**What the task asks:**
Every line of the records below that holds the word "evergreen" should be copied out.

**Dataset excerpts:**
_ _ _ _

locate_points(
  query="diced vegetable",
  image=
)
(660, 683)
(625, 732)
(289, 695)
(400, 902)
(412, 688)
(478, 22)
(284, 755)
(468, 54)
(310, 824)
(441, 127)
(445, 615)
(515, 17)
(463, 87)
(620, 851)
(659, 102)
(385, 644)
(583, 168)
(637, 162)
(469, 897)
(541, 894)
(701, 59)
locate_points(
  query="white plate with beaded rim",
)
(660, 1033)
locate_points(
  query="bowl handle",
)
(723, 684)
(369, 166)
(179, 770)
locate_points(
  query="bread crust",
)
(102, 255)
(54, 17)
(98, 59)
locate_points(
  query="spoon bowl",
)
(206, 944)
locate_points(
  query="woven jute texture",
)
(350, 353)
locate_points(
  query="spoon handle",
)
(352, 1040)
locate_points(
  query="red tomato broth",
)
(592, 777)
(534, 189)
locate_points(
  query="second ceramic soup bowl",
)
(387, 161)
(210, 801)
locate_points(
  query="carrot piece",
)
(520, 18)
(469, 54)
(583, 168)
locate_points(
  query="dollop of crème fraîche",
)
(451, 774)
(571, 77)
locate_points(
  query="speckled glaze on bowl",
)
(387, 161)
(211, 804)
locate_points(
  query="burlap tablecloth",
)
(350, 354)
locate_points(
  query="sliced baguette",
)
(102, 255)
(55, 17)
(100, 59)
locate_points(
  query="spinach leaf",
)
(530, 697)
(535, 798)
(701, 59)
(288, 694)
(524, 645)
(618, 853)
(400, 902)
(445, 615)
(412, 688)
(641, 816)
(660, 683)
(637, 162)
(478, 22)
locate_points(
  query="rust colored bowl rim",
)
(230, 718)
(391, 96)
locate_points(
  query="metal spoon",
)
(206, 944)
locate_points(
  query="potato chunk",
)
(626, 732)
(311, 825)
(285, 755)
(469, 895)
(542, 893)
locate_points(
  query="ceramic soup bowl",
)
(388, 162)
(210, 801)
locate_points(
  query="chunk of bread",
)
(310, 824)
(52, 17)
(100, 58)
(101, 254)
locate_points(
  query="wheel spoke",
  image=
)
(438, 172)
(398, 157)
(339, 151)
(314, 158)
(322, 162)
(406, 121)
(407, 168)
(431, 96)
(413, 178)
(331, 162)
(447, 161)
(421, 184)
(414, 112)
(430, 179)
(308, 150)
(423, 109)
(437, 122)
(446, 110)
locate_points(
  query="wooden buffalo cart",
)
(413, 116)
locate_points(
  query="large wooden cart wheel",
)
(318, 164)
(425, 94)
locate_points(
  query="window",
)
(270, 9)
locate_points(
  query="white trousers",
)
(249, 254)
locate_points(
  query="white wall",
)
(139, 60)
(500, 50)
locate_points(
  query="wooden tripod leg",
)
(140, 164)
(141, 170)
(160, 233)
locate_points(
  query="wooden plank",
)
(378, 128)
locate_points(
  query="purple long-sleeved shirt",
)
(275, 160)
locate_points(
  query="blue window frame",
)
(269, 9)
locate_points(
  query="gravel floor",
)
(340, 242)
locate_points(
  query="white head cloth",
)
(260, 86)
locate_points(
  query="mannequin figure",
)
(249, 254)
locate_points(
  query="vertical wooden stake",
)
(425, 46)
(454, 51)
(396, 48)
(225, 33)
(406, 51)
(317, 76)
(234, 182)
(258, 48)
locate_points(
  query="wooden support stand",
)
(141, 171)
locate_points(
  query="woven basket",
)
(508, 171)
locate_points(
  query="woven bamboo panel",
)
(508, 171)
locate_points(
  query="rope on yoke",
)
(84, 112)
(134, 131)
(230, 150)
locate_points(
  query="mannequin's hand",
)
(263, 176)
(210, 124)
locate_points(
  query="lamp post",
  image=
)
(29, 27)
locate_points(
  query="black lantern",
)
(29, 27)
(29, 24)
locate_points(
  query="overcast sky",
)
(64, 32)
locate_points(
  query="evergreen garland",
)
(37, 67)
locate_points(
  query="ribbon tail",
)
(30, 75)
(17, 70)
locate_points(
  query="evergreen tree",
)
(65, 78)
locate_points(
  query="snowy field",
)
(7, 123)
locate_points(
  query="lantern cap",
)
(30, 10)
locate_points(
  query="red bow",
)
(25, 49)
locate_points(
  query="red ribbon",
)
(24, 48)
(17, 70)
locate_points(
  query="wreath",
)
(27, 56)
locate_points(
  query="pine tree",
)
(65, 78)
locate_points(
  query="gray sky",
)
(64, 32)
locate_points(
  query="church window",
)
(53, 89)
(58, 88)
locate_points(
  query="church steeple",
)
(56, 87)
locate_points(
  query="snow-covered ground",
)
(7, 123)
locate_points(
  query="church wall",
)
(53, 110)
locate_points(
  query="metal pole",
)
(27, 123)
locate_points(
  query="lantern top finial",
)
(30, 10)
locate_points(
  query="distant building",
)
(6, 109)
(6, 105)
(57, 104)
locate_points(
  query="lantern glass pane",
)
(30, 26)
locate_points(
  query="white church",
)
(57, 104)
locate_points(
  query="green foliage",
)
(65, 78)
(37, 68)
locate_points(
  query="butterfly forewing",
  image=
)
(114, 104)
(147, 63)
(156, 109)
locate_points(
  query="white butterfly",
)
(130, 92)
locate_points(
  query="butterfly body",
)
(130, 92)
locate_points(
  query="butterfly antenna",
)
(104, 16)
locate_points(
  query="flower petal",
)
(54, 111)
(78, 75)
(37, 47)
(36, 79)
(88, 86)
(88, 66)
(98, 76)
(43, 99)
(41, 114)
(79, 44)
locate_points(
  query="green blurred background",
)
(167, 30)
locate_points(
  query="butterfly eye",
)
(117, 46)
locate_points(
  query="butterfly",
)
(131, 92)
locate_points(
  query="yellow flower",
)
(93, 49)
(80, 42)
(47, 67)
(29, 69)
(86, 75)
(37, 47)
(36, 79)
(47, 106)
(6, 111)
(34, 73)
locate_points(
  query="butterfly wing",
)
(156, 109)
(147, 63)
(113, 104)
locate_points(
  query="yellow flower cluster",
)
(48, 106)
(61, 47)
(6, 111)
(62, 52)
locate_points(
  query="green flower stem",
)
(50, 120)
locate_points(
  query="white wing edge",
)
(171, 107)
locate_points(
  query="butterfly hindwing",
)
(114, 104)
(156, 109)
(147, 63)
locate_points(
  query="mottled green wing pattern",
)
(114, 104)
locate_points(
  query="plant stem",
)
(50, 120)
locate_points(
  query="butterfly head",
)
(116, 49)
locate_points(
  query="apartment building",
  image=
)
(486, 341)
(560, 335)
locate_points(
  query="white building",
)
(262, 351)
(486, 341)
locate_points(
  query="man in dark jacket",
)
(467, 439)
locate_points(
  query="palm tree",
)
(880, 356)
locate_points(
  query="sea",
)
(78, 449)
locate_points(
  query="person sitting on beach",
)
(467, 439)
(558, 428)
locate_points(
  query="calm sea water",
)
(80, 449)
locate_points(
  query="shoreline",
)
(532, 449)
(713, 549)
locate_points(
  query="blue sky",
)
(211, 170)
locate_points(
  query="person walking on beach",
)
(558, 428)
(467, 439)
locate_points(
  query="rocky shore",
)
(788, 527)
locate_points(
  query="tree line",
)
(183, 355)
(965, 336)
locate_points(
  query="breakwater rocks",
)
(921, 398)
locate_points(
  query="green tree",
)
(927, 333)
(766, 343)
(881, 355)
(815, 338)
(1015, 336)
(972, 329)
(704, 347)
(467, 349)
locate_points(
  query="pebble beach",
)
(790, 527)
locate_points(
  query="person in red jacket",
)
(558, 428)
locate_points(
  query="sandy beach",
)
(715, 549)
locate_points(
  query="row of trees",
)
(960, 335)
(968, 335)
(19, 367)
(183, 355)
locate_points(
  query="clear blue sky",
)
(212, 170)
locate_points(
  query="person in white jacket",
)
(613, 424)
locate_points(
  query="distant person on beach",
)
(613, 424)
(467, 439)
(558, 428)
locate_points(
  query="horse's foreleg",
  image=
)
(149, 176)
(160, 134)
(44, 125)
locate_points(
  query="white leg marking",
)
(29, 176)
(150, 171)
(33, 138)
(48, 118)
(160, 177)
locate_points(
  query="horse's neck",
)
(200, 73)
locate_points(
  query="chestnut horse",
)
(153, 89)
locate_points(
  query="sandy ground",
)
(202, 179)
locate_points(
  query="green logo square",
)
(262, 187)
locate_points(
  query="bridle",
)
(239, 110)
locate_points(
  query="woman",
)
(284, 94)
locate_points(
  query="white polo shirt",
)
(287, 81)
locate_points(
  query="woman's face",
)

_ _ _ _

**Exercise answer:**
  query="evergreen garland",
  query="evergreen tree",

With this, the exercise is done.